LA OTRA ORILLA
Se nos fue Salmona, queda la luz de sus ojos
Tengo que saltar por encima del pudor para hablar de Rogelio Salmona. Son cosas del alma que no debería contar; son asuntos personales que quizás no interesan al lector, pero no encuentro otra manera de expresar mi admiración y mi afecto por el amigo que se ha ido.
Muchas veces, en las indescifrables montañas en las que me perdí por años, en la soledad de las noches, pensaba que el día en que volviera a vivir en la ciudad tendría que hacerlo en un lugar construido por Salmona.
Sentía el viento indomable que golpea sin cesar los árboles en el cielo abierto del campo y me acordaba de que, en los pasillos y laberintos forjados por Salmona, el viento deambula con una insospechada mansedumbre.

---

**Ejercicios**
• a. Responde estas preguntas sobre el texto dedicado a Rogelio Salmona:
(i) ¿Por encima de qué dice quien escribe que tiene que saltar para hablar de Salmona?
(ii) ¿En qué lugar se perdió por años?
(iii) ¿De qué manera deambula el viento en los pasillos y laberintos forjados por Salmona?
• b. Cambia "montañas" por "selvas" en el fragmento del texto sobre Salmona que abre con las palabras "LA OTRA ORILLA" y cierra con "una insospechada mansedumbre.", y escríbelo de nuevo.
• c. Sigue el texto sobre Rogelio Salmona a partir de donde se detiene.
Los ítems no tienen ningún papel en esta parte.

**Datos proporcionados**
---

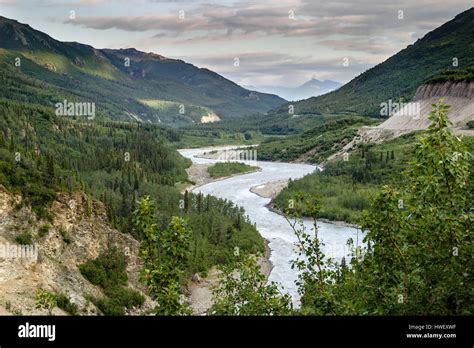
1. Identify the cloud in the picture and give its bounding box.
[182,52,373,86]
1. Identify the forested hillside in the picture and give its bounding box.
[0,17,284,126]
[0,100,263,278]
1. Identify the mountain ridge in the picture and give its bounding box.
[0,16,285,125]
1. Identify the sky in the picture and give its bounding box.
[0,0,474,87]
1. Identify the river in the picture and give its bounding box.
[179,147,363,303]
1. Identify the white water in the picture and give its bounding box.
[179,147,363,302]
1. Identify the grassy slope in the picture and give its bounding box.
[258,116,376,163]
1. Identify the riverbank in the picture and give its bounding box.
[187,239,273,315]
[182,148,273,315]
[250,180,360,228]
[180,147,360,304]
[181,162,262,193]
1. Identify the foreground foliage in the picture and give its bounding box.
[209,257,293,316]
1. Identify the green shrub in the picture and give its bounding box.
[56,293,78,315]
[105,287,145,309]
[79,246,128,289]
[59,228,72,244]
[38,224,49,238]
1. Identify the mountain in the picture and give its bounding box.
[0,17,285,125]
[276,8,474,116]
[255,78,342,100]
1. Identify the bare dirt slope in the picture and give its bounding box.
[0,186,151,315]
[327,82,474,161]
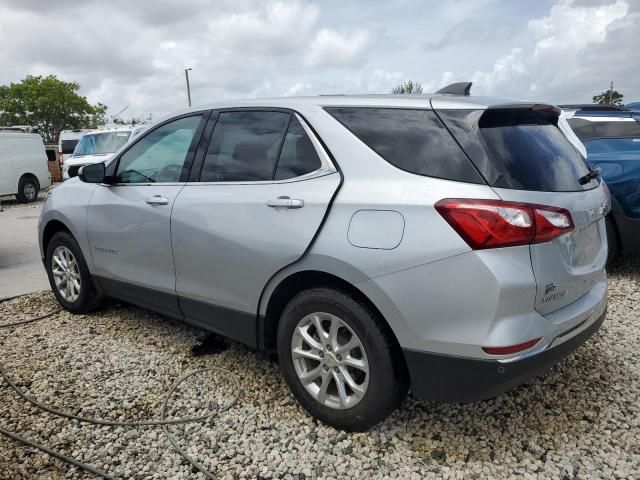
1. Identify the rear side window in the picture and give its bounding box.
[275,117,322,180]
[479,109,598,192]
[200,111,291,182]
[438,108,598,192]
[568,117,640,141]
[325,107,484,183]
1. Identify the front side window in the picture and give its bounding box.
[116,115,202,183]
[200,111,291,182]
[73,132,131,157]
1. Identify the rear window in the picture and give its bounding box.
[438,108,598,192]
[568,117,640,141]
[60,139,78,155]
[325,107,484,183]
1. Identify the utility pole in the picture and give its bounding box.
[608,80,613,105]
[184,68,192,106]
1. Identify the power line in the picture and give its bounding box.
[112,72,182,118]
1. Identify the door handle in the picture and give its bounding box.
[267,196,304,208]
[145,195,169,205]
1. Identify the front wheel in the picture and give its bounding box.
[278,288,408,431]
[45,232,103,313]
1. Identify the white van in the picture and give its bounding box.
[0,131,51,203]
[62,125,149,180]
[58,128,91,164]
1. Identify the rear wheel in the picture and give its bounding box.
[45,232,103,313]
[16,176,40,203]
[278,288,407,431]
[605,217,620,266]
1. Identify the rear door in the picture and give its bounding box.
[171,110,340,345]
[440,105,609,314]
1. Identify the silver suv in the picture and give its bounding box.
[39,88,609,430]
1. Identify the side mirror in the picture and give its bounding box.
[78,162,106,183]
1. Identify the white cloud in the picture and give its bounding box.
[473,0,640,102]
[305,28,371,67]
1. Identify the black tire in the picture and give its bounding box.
[16,175,40,203]
[605,217,620,266]
[45,232,104,313]
[278,288,408,431]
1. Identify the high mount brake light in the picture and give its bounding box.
[435,198,574,250]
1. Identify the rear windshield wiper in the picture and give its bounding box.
[578,168,602,185]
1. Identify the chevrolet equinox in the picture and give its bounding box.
[39,84,609,430]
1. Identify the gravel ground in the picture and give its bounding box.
[0,190,49,211]
[0,262,640,480]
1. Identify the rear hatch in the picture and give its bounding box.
[434,100,609,314]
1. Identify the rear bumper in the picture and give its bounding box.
[403,310,606,402]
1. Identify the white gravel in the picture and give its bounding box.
[0,261,640,480]
[0,190,49,211]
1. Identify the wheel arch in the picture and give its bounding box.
[258,269,403,366]
[42,219,75,255]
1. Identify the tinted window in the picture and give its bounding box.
[200,111,291,182]
[584,138,640,156]
[275,117,322,180]
[116,115,202,183]
[479,109,598,192]
[326,107,483,183]
[60,138,78,155]
[569,117,640,141]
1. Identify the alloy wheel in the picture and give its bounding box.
[291,312,369,410]
[51,246,80,303]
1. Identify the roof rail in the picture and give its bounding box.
[436,82,473,97]
[558,103,629,112]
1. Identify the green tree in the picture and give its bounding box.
[593,89,623,105]
[0,75,107,143]
[391,80,422,94]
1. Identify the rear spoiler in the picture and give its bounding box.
[436,82,473,97]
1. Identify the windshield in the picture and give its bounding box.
[73,132,131,157]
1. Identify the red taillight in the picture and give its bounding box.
[482,338,542,355]
[435,198,573,250]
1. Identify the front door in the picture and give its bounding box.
[87,114,205,316]
[171,110,340,345]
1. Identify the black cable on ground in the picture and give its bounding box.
[0,297,241,480]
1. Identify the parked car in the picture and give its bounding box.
[62,125,147,180]
[568,105,640,262]
[39,86,609,430]
[58,128,91,165]
[625,102,640,112]
[0,130,51,203]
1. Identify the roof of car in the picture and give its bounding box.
[173,94,548,119]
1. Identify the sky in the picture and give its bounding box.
[0,0,640,119]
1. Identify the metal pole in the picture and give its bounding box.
[184,68,191,106]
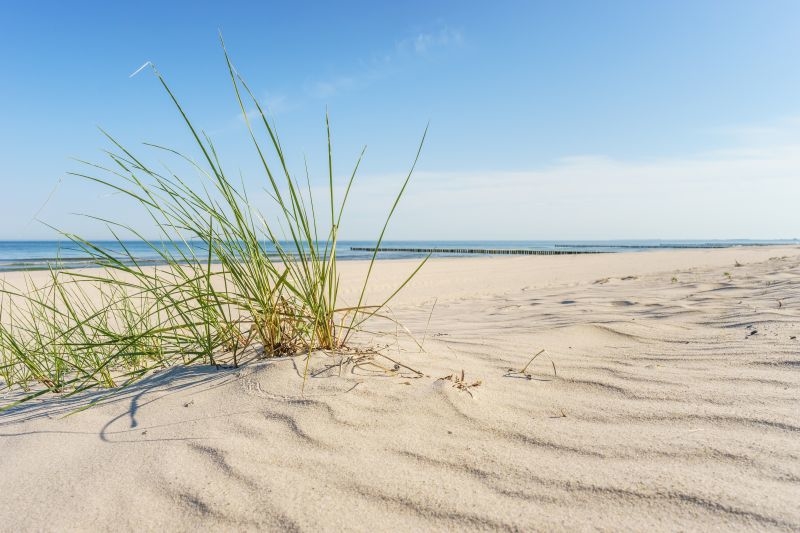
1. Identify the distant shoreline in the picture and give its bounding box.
[0,239,800,272]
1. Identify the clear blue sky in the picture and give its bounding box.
[0,0,800,239]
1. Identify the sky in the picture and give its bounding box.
[0,0,800,240]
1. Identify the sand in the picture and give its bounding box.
[0,247,800,531]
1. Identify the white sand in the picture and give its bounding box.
[0,247,800,531]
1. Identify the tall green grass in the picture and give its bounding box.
[0,39,427,408]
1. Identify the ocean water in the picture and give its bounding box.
[0,239,800,272]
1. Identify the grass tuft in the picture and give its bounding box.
[0,38,427,410]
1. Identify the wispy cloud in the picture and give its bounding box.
[306,26,464,98]
[396,26,464,54]
[236,93,297,122]
[334,119,800,239]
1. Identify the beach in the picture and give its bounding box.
[0,246,800,531]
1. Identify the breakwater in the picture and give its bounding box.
[350,246,609,255]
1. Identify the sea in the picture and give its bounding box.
[0,239,800,272]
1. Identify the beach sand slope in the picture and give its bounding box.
[0,247,800,531]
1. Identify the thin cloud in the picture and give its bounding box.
[343,129,800,239]
[396,26,464,54]
[306,26,464,98]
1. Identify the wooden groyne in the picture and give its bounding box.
[553,243,732,250]
[350,246,609,255]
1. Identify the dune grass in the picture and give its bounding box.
[0,39,427,409]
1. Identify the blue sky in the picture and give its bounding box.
[0,0,800,239]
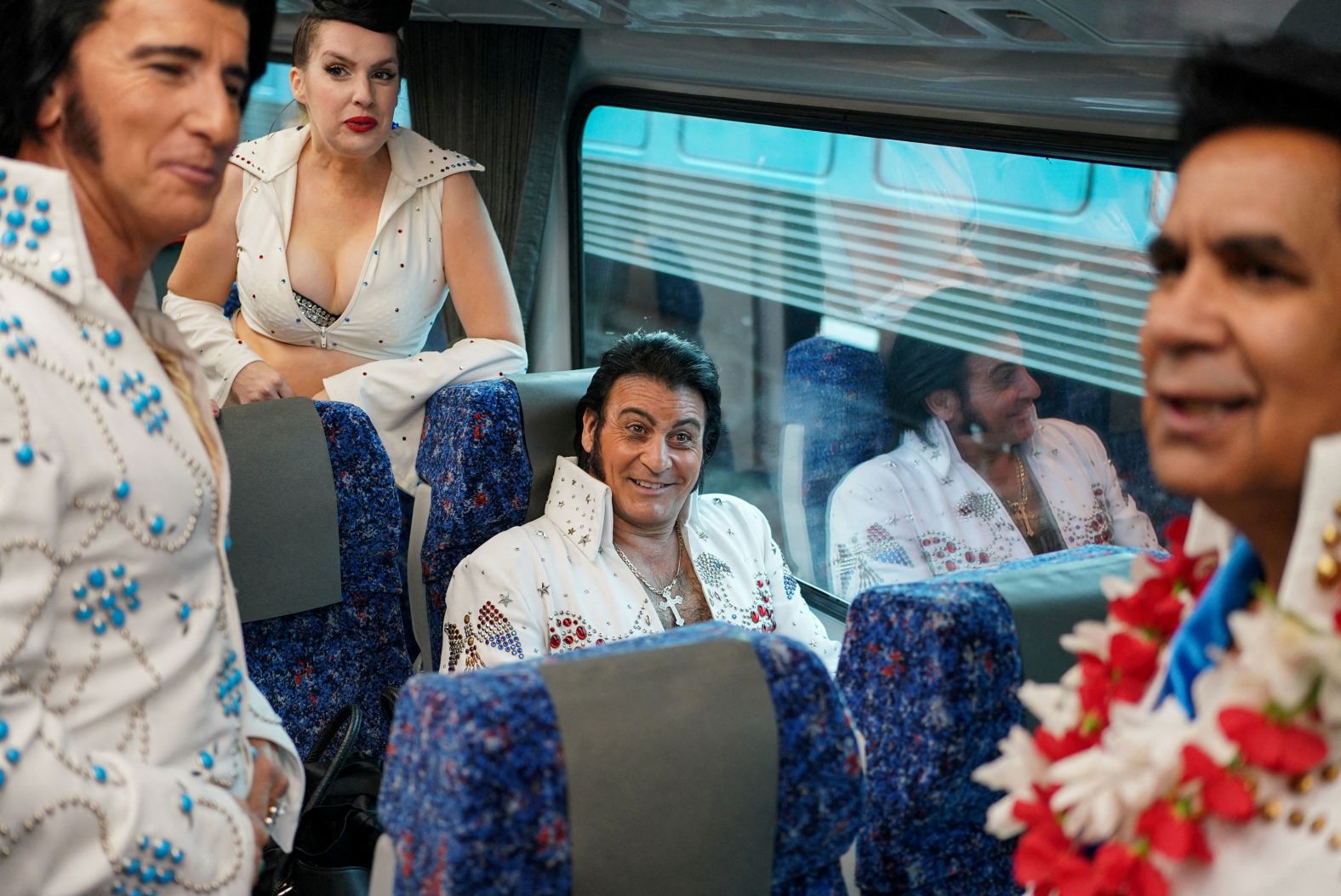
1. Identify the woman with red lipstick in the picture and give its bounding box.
[163,0,526,491]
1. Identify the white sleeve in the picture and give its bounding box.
[829,467,932,601]
[243,679,307,852]
[163,289,264,408]
[0,433,256,896]
[759,525,842,675]
[1085,428,1160,549]
[440,530,550,672]
[322,340,526,494]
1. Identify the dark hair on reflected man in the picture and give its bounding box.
[0,0,275,156]
[885,286,1007,444]
[1173,37,1341,165]
[574,330,722,484]
[294,0,412,74]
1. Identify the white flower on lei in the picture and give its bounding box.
[1222,607,1341,723]
[1045,700,1199,842]
[973,726,1047,840]
[1019,680,1081,735]
[1098,554,1160,601]
[1061,619,1127,668]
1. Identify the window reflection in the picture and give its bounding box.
[580,106,1185,596]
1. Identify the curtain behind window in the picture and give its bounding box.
[405,21,578,340]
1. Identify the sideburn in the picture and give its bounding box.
[61,87,102,165]
[586,419,605,482]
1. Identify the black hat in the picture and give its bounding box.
[312,0,412,33]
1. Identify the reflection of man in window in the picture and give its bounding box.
[829,289,1156,596]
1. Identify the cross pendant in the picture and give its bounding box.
[657,587,684,625]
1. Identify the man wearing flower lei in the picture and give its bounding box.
[975,39,1341,896]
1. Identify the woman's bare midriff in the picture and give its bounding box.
[233,314,372,398]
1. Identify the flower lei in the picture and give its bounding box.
[973,519,1341,896]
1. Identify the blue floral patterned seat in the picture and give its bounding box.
[378,622,862,896]
[409,379,531,670]
[243,401,410,755]
[838,578,1020,896]
[782,337,892,582]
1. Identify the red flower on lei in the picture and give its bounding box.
[1013,519,1341,896]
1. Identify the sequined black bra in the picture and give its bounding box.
[294,291,340,328]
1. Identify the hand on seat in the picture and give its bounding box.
[232,361,294,405]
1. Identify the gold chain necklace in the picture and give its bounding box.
[1001,454,1034,538]
[614,526,685,625]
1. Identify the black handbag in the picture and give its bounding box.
[252,705,382,896]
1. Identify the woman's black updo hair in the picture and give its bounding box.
[0,0,275,156]
[573,330,722,486]
[294,0,412,74]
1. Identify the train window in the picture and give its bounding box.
[242,62,410,140]
[578,105,1184,596]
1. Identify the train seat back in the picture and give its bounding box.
[941,545,1144,684]
[374,622,862,896]
[225,400,410,755]
[836,579,1020,896]
[779,337,892,582]
[409,370,591,670]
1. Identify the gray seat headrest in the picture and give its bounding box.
[508,368,596,522]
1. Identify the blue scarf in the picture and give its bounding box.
[1156,535,1262,719]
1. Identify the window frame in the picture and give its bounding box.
[564,86,1175,601]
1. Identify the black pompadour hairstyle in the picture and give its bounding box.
[1173,37,1341,165]
[294,0,412,69]
[885,286,1008,444]
[0,0,275,156]
[574,330,722,482]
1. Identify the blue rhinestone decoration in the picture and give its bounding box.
[111,834,186,896]
[0,734,23,787]
[214,646,243,716]
[0,179,60,280]
[0,315,37,358]
[117,370,168,434]
[70,563,140,635]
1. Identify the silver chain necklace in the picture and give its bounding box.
[614,526,685,625]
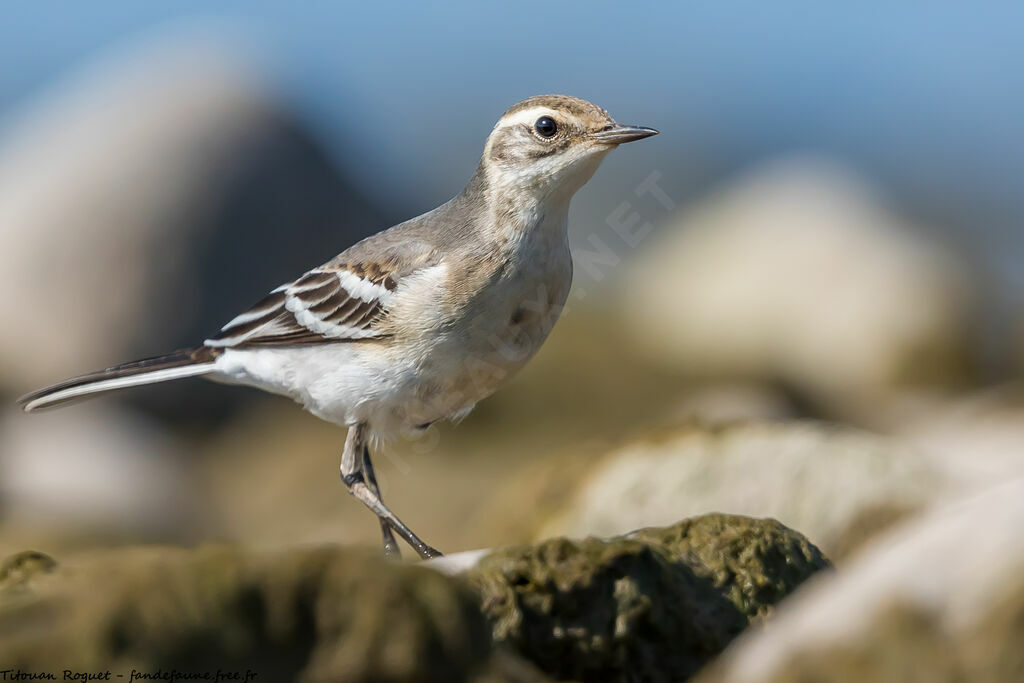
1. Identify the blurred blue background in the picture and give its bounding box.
[8,1,1024,294]
[0,0,1024,550]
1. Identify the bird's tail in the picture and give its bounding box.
[17,346,216,413]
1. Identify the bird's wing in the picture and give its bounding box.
[205,259,404,348]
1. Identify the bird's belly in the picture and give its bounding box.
[211,255,571,438]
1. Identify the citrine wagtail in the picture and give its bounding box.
[19,95,657,557]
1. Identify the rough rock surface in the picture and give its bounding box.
[464,514,827,681]
[699,479,1024,683]
[0,547,520,681]
[0,515,827,683]
[535,421,949,559]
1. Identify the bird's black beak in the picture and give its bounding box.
[590,123,657,144]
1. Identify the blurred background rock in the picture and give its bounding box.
[0,2,1024,622]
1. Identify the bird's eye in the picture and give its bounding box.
[534,116,558,137]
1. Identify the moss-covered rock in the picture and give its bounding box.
[465,514,827,681]
[697,479,1024,683]
[0,547,516,681]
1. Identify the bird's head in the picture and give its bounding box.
[481,95,657,199]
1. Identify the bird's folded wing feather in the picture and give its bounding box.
[205,261,398,348]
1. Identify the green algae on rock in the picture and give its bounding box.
[464,514,828,680]
[0,547,509,681]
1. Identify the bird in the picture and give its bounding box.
[18,94,658,559]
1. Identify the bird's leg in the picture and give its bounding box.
[341,424,441,559]
[362,443,401,557]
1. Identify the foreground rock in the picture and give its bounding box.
[464,514,827,681]
[0,515,826,683]
[699,480,1024,683]
[0,548,520,681]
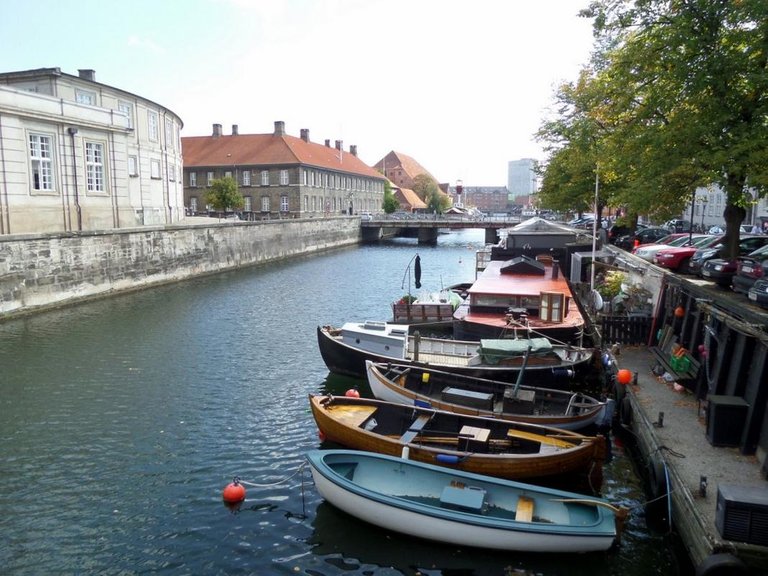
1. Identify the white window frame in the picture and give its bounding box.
[85,140,106,192]
[75,88,96,106]
[128,156,139,178]
[28,133,56,192]
[147,110,160,142]
[117,100,133,129]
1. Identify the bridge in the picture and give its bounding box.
[360,214,520,244]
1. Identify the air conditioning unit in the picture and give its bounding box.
[715,484,768,546]
[707,395,749,446]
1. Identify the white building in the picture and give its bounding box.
[0,68,184,235]
[507,158,538,203]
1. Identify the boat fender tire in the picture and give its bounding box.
[696,553,748,576]
[619,396,632,426]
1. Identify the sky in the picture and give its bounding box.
[0,0,593,186]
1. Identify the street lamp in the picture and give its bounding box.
[701,196,709,232]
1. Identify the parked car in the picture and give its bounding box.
[654,235,722,274]
[616,226,669,251]
[747,278,768,308]
[688,235,768,287]
[732,244,768,294]
[632,233,701,262]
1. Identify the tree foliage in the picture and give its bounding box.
[205,176,245,212]
[538,0,768,255]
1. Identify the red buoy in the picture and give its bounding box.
[222,478,245,504]
[616,368,632,386]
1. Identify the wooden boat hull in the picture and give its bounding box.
[365,360,606,430]
[309,394,606,484]
[317,326,594,389]
[307,450,618,553]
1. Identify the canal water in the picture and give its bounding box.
[0,231,682,576]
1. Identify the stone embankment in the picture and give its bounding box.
[0,217,361,319]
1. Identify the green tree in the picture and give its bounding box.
[584,0,768,256]
[381,180,400,214]
[205,176,245,212]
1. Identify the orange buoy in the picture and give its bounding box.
[616,368,632,386]
[221,478,245,504]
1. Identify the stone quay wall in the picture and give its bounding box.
[0,217,361,320]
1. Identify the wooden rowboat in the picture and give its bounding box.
[365,360,606,430]
[307,450,626,552]
[317,321,595,389]
[309,394,606,490]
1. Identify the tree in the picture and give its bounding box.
[205,176,245,212]
[584,0,768,257]
[381,180,400,214]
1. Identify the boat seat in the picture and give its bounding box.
[400,414,432,444]
[515,496,533,522]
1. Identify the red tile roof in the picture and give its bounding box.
[181,134,384,179]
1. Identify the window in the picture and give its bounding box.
[539,292,565,322]
[128,156,139,176]
[29,134,53,190]
[147,111,159,142]
[75,88,96,106]
[85,142,104,192]
[117,100,133,128]
[165,118,176,150]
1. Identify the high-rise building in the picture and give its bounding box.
[507,158,538,203]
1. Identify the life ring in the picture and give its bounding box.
[696,553,747,576]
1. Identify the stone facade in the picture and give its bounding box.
[0,68,184,235]
[0,217,361,320]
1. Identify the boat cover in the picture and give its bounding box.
[480,338,552,364]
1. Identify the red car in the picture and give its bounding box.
[653,234,723,274]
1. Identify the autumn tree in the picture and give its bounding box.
[205,176,245,212]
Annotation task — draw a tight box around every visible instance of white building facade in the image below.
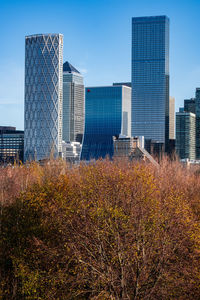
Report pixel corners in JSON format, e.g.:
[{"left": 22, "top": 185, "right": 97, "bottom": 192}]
[{"left": 24, "top": 34, "right": 63, "bottom": 161}]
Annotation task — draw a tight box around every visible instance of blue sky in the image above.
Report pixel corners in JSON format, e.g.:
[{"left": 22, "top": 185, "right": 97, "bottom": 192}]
[{"left": 0, "top": 0, "right": 200, "bottom": 129}]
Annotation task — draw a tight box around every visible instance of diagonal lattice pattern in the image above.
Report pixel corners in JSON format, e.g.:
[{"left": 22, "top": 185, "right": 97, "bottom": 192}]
[{"left": 24, "top": 34, "right": 63, "bottom": 161}]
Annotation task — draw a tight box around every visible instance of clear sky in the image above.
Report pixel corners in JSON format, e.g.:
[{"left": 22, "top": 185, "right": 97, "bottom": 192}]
[{"left": 0, "top": 0, "right": 200, "bottom": 129}]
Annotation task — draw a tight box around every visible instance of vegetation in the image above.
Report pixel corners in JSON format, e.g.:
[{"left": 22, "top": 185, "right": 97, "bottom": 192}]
[{"left": 0, "top": 160, "right": 200, "bottom": 300}]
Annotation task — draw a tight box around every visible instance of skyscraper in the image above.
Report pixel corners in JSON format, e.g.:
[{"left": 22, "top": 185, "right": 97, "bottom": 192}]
[
  {"left": 81, "top": 85, "right": 131, "bottom": 161},
  {"left": 195, "top": 88, "right": 200, "bottom": 159},
  {"left": 131, "top": 16, "right": 169, "bottom": 149},
  {"left": 63, "top": 62, "right": 85, "bottom": 143},
  {"left": 176, "top": 112, "right": 196, "bottom": 159},
  {"left": 0, "top": 126, "right": 24, "bottom": 164},
  {"left": 24, "top": 34, "right": 63, "bottom": 160},
  {"left": 169, "top": 97, "right": 175, "bottom": 140},
  {"left": 184, "top": 98, "right": 196, "bottom": 114}
]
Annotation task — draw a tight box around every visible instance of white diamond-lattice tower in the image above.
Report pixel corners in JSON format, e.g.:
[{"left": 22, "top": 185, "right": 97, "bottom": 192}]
[{"left": 24, "top": 34, "right": 63, "bottom": 161}]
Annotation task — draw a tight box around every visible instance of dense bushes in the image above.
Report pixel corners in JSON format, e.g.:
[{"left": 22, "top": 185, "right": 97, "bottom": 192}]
[{"left": 0, "top": 160, "right": 200, "bottom": 299}]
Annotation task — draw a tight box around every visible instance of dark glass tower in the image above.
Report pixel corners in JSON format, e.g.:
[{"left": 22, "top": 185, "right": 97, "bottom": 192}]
[
  {"left": 81, "top": 85, "right": 131, "bottom": 161},
  {"left": 195, "top": 88, "right": 200, "bottom": 159},
  {"left": 63, "top": 62, "right": 84, "bottom": 143},
  {"left": 131, "top": 16, "right": 169, "bottom": 151}
]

---

**Respuestas en orden**
• a.
(i) Por encima del pudor.
(ii) En las indescifrables montañas.
(iii) Con una insospechada mansedumbre.

• b.
LA OTRA ORILLA
Se nos fue Salmona, queda la luz de sus ojos
Tengo que saltar por encima del pudor para hablar de Rogelio Salmona. Son cosas del alma que no debería contar; son asuntos personales que quizás no interesan al lector, pero no encuentro otra manera de expresar mi admiración y mi afecto por el amigo que se ha ido.
Muchas veces, en las indescifrables selvas en las que me perdí por años, en la soledad de las noches, pensaba que el día en que volviera a vivir en la ciudad tendría que hacerlo en un lugar construido por Salmona.
Sentía el viento indomable que golpea sin cesar los árboles en el cielo abierto del campo y me acordaba de que, en los pasillos y laberintos forjados por Salmona, el viento deambula con una insospechada mansedumbre.

• c.
Evocaba esa mágica manera de contar con el viento, de recuperar el viento, de llevarlo al interior de los edificios mediante aberturas dejadas en los dinteles o en las ventanas engañosas. El artificio es bello: el aire choca contra el tejido de ladrillo y pierde el ímpetu y se cuela con timidez por los orificios.
En ocasiones, desde la hamaca o debajo del emparrado de una improvisada cama, podía contar las estrellas o mirar embelesado la Luna durante largas horas y entendía el asombro y la alegría de un amigo que vivió en un apartamento en el centro de Bogotá y alguna vez me contó que Salmona era capaz de llevar el brillo del cielo a la tranquila noche de una habitación acudiendo a medidos ventanales.
Cuando vine de nuevo a la ciudad, a la paz, a la vida civil, busqué con afán un lugar que tuviera la huella del arquitecto mítico y encontré un pequeño apartamento en Bogotá y tuve la suerte de conseguir un crédito para hacerme al sitio. He vivido en ese rincón desde 1995 y en este tiempo no solo he disfrutado del desafió que el sol les planta a los muros inermes en los atardeceres, sino que he visitado poco a poco muchos de los edificios diseñados por Salmona en Bogotá y en otros lugares del país.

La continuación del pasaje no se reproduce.